Задание:
Ответьте на вопросы по тексту о расстрелах в Укмерге и в лесу Пивония:
(a) Сколько человек убито 5 сентября 1941 г. по рапорту К. Ягера?
(b) Рядом со сколькими засыпанными могилами стоит Эфраим в лесу Пивония?
(c) Сколько таких мест в Литве называет Рута?

===== Исходный текст

Вопрос: Почему вы во время прошлого допроса не рассказали о массовых расстрелах советских граждан в лесу Пивония?
Раньше я не хотел признаваться, что участвовал в массовом расстреле советских граждан в лесу Пивония, потому что мне было стыдно.
Каролис Чюкшис так и не был осужден советской госбезопасностью. Ему было чем откупиться?
В рапорте К. Ягера приведена статистика убийств в Укмерге:
5 сентября 1941 г.
4709 человек. Из них мужчин 1123, женщин 1849, детей 1737.
“Прошу, учитывая мою недостаточную образованность, назначить мне более мягкое наказание”.
Апелляция начальника тюрьмы в Укмерге Кузмицкаса. Кузмицкас по списку принимал евреев в тюрьму и по спискам выдавал их на расстрел. Он также участвовал в повешении 117 евреев в сарае рядом с поместьем и расстреле людей в лесу Пивония.
ЭФРАИМ: Лес Пивония… Здесь убиты 10 239 человек. Это сведения, которыми я располагаю. Всех их пригнали из Укмерге, Каварскаса и всех окрестных деревень и местечек. Самое страшное то, что это место невозможно найти. Мы стоим рядом с четырнадцатью огромными засыпанными могилами, там, где были четырнадцать ям. Боже, мы стоим на одной из могил, стоим на останках тысяч людей!
РУТА: Уму непостижимо, что под нами — груды как попало сваленных тел, костей, черепов… Горы их, один слой на другом, метр за метром… Знаете, есть такой знаменитый польский психиатр Антон Кемпинский, прошедший через концентрационный лагерь Миранда-де-Эбро. Он писал, что выжившие в лагерях позже, вернувшись в нормальный мир, не могли присутствовать ни на каких похоронах. Их смех разбирал: столько суеты из-за одного умершего… Страшно сказать, но иногда я думаю о том, как после этого путешествия буду навещать могилы близких. Каждая могила — красивая, ухоженная, с памятником и именем… Буду пропалывать цветники, мыть памятники, зажигать свечки — все как обычно, но буду думать о других могилах, о десятках тысяч не своих близких, о сваленных под землей безымянных людях — с пробитыми черепами, с развороченными челюстями, с выдранными зубами… Обнимающих своих детей, которых заживо засыпали землей… И таких мест в Литве — двести двадцать семь… Как может быть, что земля Литвы больше не под нимается?

==========
===== Записи набора данных

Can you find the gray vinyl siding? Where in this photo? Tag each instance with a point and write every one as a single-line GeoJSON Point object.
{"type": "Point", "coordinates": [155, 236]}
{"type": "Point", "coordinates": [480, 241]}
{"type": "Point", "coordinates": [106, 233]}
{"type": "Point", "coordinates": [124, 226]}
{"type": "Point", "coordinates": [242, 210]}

==========

Ответ:
(a) 4709 человек.
(b) Рядом с четырнадцатью.
(c) Двести двадцать семь.